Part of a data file
-.-.-

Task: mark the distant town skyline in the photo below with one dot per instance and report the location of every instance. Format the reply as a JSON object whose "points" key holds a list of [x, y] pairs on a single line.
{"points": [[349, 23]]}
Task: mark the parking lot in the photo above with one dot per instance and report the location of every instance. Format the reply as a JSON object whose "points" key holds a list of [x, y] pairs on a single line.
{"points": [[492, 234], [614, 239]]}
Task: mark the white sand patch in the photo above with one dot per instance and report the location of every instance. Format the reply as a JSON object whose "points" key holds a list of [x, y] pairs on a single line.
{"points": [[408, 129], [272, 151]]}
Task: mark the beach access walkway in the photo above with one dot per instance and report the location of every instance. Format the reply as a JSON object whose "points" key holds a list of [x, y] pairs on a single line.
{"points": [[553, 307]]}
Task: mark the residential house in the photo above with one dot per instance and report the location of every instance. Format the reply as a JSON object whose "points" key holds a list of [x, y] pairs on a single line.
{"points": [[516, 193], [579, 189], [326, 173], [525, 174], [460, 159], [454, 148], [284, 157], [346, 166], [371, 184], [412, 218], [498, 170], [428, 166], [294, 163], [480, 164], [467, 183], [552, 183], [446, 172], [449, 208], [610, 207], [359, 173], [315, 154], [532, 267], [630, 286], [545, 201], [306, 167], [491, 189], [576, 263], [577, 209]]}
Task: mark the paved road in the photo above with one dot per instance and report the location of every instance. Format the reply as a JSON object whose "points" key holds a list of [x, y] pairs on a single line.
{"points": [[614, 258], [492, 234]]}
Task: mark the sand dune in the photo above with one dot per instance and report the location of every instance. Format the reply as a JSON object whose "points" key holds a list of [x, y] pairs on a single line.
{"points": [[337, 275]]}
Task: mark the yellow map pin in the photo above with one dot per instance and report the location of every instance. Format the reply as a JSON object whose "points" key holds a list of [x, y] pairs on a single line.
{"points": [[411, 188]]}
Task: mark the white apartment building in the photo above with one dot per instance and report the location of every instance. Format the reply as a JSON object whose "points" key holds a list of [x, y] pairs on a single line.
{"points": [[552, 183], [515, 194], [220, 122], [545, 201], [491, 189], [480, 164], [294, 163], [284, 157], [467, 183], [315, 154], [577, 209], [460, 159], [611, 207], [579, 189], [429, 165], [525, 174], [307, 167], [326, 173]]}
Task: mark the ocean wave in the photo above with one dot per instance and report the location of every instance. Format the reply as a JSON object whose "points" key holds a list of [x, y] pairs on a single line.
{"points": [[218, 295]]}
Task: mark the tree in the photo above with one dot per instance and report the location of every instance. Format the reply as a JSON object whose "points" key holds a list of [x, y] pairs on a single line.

-.-.-

AIM:
Quote every entry exactly.

WRITTEN ANSWER:
Task: mark the distant town skyline in the photo below with one dot per instance and report the location of every instance. Format the reply as a JSON object whose "points" key holds a list of [x, y] pairs on a single line.
{"points": [[349, 23]]}
Task: mark the parking lot in the photo above with one dot per instance and report the location of every instance. Format the reply as a JSON object whose "points" key holds a list of [x, y] pairs on a single line.
{"points": [[492, 234], [614, 239]]}
Task: mark the white sand patch in the photo above with one dot per instance and report the location of every instance. Format the reply as a JSON object whose "points" key holds a list of [x, y] pairs on a single line.
{"points": [[408, 129], [272, 151]]}
Task: mark the beach access walkway in the photo above with one dot per instance and report the location of every instance. Format the reply as a JSON object whose "points" key holds a list of [x, y] pairs on a single line.
{"points": [[553, 307]]}
Task: mark the residential house in the photo above with one dot per instance and report the location of every instance. Format the reply as a JSON object whose "points" key holds a list of [x, y] pairs on a single line.
{"points": [[516, 193], [579, 189], [326, 173], [525, 174], [460, 159], [454, 148], [284, 157], [346, 166], [371, 184], [412, 218], [498, 170], [428, 166], [294, 163], [480, 164], [467, 183], [552, 183], [446, 172], [449, 208], [610, 207], [359, 173], [315, 154], [532, 267], [630, 286], [545, 201], [306, 167], [491, 189], [576, 263], [577, 209]]}
Task: mark the paved road in the photo above with one dot per instance and report the location of every instance. Format the reply as a JSON object whose "points" key holds a list of [x, y] pairs on a single line.
{"points": [[614, 258], [492, 234]]}
Task: mark the sand dune in the photo above with one dot per instance and report the location of every instance. Format the reply as a JSON object whose "points" key holds a list of [x, y] pairs on a single line.
{"points": [[337, 275]]}
Task: mark the yellow map pin in the photo above with one dot per instance and report the location of every instance. Format the reply as a JSON object whose "points" key holds a list of [x, y] pairs on a single line.
{"points": [[411, 188]]}
Task: mark the white apartment building in the photo above with one dot per instance and report the location of every instance. Format the reply as a JSON object whose "points" key holds a list of [x, y] pairs on a single line.
{"points": [[552, 183], [515, 194], [220, 122], [545, 201], [491, 189], [480, 164], [294, 163], [284, 157], [467, 183], [315, 154], [577, 209], [460, 159], [611, 207], [579, 189], [429, 165], [525, 174], [307, 167], [326, 173]]}
Task: mark the ocean wave in the photo above with one dot per instance and report the location of every instance. Format the reply as a JSON object whose "points" key holds a list of [x, y] pairs on a single line.
{"points": [[218, 295]]}
Task: mark the tree in the photo above with one dot per instance and report the location of every instance. Format the reply as a JSON object whose "points" key holds a list of [x, y] pairs on a single line.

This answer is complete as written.